***** Records to use *****

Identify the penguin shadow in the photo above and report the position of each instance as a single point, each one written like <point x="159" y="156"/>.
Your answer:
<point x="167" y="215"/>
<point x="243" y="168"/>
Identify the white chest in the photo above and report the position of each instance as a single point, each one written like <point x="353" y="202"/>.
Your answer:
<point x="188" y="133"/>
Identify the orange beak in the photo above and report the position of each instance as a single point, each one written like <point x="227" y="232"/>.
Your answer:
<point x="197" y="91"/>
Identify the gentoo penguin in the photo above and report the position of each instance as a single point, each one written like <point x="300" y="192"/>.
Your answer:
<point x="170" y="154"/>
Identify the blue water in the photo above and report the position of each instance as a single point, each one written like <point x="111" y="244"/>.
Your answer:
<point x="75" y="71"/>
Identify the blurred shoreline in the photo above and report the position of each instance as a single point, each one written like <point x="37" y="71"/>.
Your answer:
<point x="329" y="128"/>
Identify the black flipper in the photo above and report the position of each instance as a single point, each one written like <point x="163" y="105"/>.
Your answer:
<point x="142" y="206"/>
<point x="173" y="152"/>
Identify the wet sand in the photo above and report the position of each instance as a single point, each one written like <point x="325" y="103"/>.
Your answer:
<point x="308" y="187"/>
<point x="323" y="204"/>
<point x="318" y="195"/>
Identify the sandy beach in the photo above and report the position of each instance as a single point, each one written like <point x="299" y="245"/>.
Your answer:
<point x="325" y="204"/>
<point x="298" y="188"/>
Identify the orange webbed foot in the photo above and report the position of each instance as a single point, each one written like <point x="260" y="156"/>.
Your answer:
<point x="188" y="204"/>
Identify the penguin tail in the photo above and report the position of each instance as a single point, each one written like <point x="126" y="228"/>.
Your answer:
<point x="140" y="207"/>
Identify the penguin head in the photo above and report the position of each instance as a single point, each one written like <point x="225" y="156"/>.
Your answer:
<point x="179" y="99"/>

*****
***** Records to use *****

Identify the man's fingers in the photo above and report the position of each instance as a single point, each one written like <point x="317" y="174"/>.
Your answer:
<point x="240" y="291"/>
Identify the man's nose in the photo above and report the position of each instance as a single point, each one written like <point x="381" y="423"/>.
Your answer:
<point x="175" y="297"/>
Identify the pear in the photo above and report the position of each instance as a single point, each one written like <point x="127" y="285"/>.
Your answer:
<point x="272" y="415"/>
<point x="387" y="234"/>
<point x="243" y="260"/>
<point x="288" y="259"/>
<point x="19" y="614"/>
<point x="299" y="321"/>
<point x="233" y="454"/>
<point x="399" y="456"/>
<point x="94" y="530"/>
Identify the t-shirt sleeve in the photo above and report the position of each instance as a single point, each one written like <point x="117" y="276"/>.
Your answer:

*****

Task requirements: Locate each line in the items above that contains the word "orange", matching case exactly, and copy every such line.

Answer to this exercise:
Identify the orange beak in the photo above and report the position of each instance as a single point, each one written like <point x="227" y="232"/>.
Identify the orange webbed foot in the photo above and report the position of each instance as a single point, each one written like <point x="260" y="156"/>.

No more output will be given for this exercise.